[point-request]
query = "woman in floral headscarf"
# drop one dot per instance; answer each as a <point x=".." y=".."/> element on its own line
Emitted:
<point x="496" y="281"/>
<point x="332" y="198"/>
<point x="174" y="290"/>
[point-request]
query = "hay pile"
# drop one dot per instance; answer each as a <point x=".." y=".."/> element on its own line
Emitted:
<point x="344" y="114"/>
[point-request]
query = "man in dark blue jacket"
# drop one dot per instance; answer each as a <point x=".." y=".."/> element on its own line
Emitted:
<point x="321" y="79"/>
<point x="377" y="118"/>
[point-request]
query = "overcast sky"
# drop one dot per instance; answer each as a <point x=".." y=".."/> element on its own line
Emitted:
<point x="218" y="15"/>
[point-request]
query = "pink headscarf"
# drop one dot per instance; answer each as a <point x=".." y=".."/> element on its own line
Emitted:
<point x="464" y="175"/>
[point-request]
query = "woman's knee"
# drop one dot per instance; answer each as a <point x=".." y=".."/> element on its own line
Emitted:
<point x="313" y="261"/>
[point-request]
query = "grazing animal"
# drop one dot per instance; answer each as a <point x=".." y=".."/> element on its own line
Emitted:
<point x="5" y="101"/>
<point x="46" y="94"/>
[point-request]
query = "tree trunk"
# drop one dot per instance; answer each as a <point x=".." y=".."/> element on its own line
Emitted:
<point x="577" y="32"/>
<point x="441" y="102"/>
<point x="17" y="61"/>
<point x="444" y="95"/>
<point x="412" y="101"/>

---

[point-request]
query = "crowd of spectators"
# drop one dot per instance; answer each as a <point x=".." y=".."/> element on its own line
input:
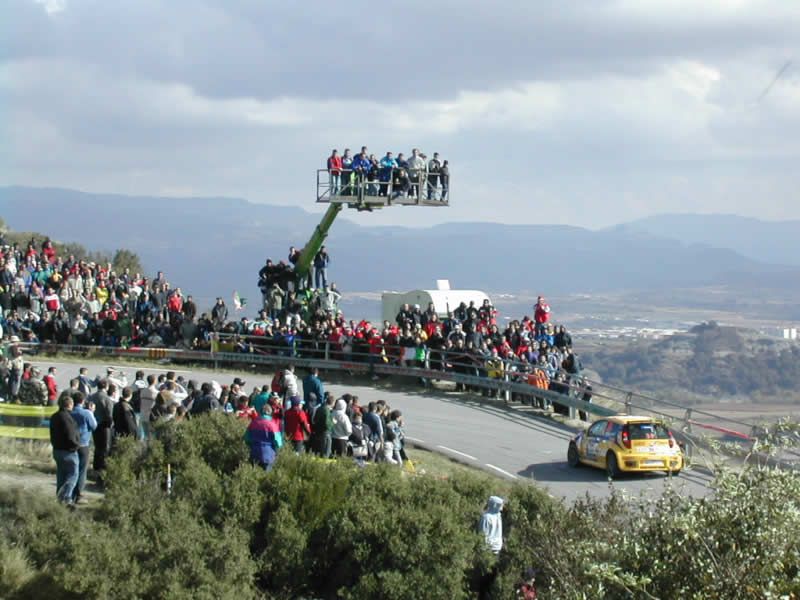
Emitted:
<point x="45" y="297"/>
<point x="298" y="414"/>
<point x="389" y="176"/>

To do: Pull out each line above that contains the string "query" and copy it in full.

The solution:
query = "woman in floral headscarf"
query = "hay pile"
query = "man in dark blue jacket"
query = "overcast sky"
query = "pink headscarf"
query = "woman's knee"
query = "grazing animal"
query = "tree trunk"
query = "crowd of spectators"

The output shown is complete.